Extracted text:
He called me “bitch” a lot. In a playful way, but annoying nonetheless. I finally asked him to stop, it was pissing me off so much (something Kurt can’t resist, really). He and Sweetie were doing their own private work, so I figured he was there for Sweetie alone, and it made sense to me at the time.
And then one night, he stepped forward as my teacher during meditation. In this state of meditation, I had set all of my personality, my expectations of myself and others aside. I saw the angelic Kurt again. I saw a gentle guy who loved people. Who wanted to help. Whose intentions were good and earnest. And these meditative journeys into my soul’s past are changing my perspective on everything. This is the most transformative period in my life. So far.
With Kurt’s birthday present to me, I’ve become a Nirvana fan. I’ll listen to the four albums we have back to back. I find it relaxing, which is so odd, considering the intensity of the sound and lyrics.
The only song Kurt discourages me from listening to is “Rape Me”, from the In Utero album. Whenever it comes along in the playlist I’ll hear, “Skip this shit. You don’t need it.” Sometimes the track will skip on its own. Thing is, I like that song now. Yesterday, while driving to work, I got stubborn. “I WANT to listen to it, damn it!” In the first verse of the song, the adapter to the speaker fell out of the charger. The music stopped. “Don’t make me break your ipod.” Big sigh. “FINE.” And I skipped the track again.
That was actually a really impressive move, looking back on it. It’s not easy to move things like that.
Since we started our meditation together, Kurt has often called me “Babe” or sometimes “Angel” – just as he’s addressed Sweetie. I started doing Kurt research and found out what a big feminist he was during his last life. Kurt’s shown me a lot in my own soul’s history around rape-specific violence. Last night, from the perspective of a man… understanding how this man (me in a past life) got to a point where he could see women only through eyes of possession and hate. You have to see yourself with hate first. This sort of violence turns back on the perpetrator, and it ripples ever outward. Violence has saturated our culture.
This sort of learning is a very intimate experience, and I feel this super-close friendship-type relationship build between us. He likes to call me “little sister” sometimes, in a way that feels like irony. Whenever I’ve asked to see if there’s a past life connection between Kurt & I, I always see him as a young boy, and I hear “little brother” – so it’s like the younger brother calling his big sister “little sister” because here he is, taking care of me where once, I looked after him.
I remember a Courtney Love quote, on how needy Kurt could be: That guy can’t catch a cab by himself!
John too has talked about how high maintenance he could be in relationships. When Yoko kicked him out, he said she was right to do so.
When we tapped into John and later with Kurt, both spirits powerfully communicated the emotions they experienced in their life, and deep empathy for those they left behind after death. The emotion around John’s death was so strongly one of injustice, of a sense of wrong, I thought that perhaps John had died when he wasn’t meant to go. Now I understand this as John sharing his overwhelming empathetic experience with the emotion created in response to his death. He expressed terrible, torturous sadness at being separated, no ripped, from his family.

Dataset extract:

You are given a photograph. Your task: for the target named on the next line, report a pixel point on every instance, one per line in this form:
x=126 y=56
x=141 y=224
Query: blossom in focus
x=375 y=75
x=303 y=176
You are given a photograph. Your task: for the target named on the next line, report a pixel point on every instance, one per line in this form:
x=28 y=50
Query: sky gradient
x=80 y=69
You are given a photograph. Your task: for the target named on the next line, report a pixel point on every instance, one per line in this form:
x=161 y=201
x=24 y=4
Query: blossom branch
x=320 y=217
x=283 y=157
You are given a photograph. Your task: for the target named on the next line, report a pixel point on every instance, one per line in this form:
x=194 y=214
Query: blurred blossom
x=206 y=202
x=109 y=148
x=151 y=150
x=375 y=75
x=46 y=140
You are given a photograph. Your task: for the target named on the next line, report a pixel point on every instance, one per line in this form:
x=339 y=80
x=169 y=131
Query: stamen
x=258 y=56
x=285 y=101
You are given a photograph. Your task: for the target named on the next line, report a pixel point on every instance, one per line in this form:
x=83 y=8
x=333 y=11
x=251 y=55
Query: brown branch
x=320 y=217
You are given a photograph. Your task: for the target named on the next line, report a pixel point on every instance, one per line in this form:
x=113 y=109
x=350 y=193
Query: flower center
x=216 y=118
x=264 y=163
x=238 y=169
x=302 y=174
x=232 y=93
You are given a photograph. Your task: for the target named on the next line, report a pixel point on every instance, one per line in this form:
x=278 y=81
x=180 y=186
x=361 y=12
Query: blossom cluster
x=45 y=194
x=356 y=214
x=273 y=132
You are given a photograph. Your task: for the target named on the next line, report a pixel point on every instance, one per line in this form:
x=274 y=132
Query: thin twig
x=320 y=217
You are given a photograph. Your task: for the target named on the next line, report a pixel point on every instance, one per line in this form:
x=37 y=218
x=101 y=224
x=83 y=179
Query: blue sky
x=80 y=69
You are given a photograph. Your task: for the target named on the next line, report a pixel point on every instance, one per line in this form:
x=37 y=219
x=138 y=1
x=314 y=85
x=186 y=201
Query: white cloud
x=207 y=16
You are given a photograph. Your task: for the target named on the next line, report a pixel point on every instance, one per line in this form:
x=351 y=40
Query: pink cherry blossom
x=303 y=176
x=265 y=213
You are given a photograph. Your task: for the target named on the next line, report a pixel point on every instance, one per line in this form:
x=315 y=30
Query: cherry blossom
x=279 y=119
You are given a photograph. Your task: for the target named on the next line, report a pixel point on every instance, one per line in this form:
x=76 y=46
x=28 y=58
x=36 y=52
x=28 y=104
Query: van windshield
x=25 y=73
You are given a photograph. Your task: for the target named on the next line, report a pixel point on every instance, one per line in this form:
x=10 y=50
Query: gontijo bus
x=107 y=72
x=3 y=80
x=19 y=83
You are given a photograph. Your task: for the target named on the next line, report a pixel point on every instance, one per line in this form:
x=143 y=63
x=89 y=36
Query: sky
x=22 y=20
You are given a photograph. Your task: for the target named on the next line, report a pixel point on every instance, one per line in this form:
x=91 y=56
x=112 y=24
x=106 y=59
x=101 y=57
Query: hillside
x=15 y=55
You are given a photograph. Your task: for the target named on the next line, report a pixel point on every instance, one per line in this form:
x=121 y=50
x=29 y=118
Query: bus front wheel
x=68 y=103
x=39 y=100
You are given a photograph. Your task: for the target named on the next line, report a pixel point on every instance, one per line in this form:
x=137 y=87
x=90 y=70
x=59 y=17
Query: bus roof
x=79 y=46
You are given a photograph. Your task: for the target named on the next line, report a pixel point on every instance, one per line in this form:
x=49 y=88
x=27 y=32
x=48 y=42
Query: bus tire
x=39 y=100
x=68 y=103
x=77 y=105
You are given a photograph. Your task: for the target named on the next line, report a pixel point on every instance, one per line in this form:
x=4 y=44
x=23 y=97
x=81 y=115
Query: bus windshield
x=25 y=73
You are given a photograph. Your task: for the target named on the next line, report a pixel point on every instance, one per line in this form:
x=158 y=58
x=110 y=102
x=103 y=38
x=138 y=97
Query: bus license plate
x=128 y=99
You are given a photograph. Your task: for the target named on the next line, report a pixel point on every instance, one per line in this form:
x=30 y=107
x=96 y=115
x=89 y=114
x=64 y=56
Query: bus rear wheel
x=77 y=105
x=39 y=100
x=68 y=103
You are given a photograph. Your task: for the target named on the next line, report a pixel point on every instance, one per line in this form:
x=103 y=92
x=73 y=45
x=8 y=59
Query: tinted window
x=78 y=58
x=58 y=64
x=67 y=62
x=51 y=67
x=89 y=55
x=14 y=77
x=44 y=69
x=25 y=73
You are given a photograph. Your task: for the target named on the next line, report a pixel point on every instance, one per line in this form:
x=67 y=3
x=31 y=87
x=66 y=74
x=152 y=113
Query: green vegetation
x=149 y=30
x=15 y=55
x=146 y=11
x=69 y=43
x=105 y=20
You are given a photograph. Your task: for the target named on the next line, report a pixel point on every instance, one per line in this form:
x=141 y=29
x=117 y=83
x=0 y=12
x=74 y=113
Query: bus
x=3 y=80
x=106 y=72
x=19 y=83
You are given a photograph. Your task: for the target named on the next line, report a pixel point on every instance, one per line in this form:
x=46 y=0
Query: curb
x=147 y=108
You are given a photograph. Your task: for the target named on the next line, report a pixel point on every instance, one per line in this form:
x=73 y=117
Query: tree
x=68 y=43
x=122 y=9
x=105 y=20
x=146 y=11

Exercise task 1: Print the passage about Kurt between "And then one" and "life. So far.", inclusive.
Exercise task 2: Based on the passage about Kurt, explain why Kurt calling the writer "little sister" feels like irony.

Full response 1:
And then one night, he stepped forward as my teacher during meditation. In this state of meditation, I had set all of my personality, my expectations of myself and others aside. I saw the angelic Kurt again. I saw a gentle guy who loved people. Who wanted to help. Whose intentions were good and earnest. And these meditative journeys into my soul’s past are changing my perspective on everything. This is the most transformative period in my life. So far.

Full response 2: Whenever the writer asks about a past-life connection with Kurt, the writer sees him as a young boy and hears "little brother," which means the writer was once the older sibling who looked after him. His calling the writer "little sister" reverses those roles, because he is now the one taking care of the writer.